BSC releases COMPSs version 2.8 and dislib version 0.6.0

16 November 2020
The Barcelona Supercomputing Center offers COMPSs to the HPC community, a set of tools that help developers efficiently program and execute their applications on distributed computational infrastructures; and dislib, a distributed machine learning library parallelized with PyCOMPSs.

This COMPSs release includes an extension to improve the programmability of user-defined reductions. With this addition, the reduction can be easily described with a task annotation. The runtime is able to decompose the reductiontask into multiple tasks that can run in parallel and that take into account the node-level locality of the data, reducing the inter-node communications.

A new @container task annotation has been added that enables the orchestration of PyCOMPSs applications that include tasks deployed in containers. Docker and Singulatiry engines are supported.

dislib new release includes Daura, the most used clustering algorithm by the molecular dynamics community; a PCA with a parallel SVD; and new basic methods such as the matrix multiplication or the Kronecker product.

**EXTRACTED MATERIAL**
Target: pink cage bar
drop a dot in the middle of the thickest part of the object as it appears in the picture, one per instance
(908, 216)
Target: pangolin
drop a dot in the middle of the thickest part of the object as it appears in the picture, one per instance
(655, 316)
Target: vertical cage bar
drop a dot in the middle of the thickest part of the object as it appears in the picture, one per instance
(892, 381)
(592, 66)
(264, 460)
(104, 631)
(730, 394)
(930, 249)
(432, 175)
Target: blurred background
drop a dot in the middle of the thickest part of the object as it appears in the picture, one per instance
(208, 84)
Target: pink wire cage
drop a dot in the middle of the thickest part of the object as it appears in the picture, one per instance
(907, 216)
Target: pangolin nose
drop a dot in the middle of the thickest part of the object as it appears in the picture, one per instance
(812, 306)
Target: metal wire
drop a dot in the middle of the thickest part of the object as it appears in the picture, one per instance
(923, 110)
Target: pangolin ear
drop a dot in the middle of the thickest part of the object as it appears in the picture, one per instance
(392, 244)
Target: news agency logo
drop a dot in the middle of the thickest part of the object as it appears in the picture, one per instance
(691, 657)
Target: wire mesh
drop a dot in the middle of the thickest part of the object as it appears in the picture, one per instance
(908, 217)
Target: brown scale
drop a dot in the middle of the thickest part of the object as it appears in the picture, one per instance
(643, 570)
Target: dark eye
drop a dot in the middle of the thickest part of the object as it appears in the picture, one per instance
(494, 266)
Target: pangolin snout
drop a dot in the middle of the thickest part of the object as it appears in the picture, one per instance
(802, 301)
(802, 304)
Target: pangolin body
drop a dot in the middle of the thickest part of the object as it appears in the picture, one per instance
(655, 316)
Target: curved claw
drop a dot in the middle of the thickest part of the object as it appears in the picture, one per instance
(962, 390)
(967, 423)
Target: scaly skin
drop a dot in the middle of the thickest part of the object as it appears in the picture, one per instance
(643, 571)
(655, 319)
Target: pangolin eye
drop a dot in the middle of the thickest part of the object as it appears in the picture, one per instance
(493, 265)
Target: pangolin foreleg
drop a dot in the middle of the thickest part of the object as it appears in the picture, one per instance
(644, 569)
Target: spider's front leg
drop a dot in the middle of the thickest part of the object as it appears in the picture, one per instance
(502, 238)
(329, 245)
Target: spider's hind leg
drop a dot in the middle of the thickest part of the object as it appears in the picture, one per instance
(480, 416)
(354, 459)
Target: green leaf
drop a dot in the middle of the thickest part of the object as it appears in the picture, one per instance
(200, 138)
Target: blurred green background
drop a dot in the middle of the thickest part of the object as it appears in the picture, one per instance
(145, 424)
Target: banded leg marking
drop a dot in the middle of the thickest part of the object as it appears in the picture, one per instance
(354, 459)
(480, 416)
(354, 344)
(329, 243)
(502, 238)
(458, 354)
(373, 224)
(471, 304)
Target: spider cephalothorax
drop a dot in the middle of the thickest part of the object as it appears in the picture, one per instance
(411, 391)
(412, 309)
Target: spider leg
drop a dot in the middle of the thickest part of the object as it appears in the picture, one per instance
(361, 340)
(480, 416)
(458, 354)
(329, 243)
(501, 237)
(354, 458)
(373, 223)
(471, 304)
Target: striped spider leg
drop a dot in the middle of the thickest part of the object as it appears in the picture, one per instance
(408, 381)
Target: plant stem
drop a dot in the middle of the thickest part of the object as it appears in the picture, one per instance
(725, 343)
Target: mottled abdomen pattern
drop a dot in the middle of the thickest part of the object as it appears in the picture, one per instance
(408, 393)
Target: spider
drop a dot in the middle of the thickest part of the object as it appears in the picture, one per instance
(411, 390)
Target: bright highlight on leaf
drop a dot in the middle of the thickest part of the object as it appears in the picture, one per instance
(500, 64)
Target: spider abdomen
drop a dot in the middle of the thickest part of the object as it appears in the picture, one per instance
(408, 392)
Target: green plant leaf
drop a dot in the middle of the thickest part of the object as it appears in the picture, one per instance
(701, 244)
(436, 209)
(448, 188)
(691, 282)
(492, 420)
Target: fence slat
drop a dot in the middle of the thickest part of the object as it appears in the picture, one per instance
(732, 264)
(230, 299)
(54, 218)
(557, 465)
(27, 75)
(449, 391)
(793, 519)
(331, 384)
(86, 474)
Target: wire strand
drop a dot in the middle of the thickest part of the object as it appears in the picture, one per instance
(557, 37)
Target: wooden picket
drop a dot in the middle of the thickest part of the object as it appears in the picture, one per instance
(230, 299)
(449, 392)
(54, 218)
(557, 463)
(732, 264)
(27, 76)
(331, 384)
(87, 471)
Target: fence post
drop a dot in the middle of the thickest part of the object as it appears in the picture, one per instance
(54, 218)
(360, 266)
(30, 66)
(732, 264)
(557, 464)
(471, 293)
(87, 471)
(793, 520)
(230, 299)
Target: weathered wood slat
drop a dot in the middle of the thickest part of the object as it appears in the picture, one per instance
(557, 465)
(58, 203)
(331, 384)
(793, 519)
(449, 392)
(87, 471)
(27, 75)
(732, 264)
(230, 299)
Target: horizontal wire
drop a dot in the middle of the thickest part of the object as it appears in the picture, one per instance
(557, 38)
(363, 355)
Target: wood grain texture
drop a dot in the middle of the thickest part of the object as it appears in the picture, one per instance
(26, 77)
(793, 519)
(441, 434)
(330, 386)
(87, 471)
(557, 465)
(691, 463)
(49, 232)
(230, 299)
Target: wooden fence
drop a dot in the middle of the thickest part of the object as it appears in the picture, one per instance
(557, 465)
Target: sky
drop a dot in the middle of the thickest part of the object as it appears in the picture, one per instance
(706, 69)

**OBJECTIVE**
Continue the announcement of the COMPSs 2.8 and dislib 0.6.0 releases from the point where it stops, adding a few sentences in the same formal register.

**SOLVED EXERCISE**
The Workflows and Distributed Computing team at the Barcelona Supercomputing Center (BSC) is proud to announce a new release, version 2.8 (codename Iris), of the programming environment COMPSs.

This version of COMPSs updates the result of the team’s work in the last years on the provision of a set of tools that helps developers to program and execute their applications efficiently on distributed computational infrastructures such as clusters, clouds and container managed platforms. COMPSs is a task-based programming model known for notably improving the performance of large-scale applications by automatically parallelizing their execution.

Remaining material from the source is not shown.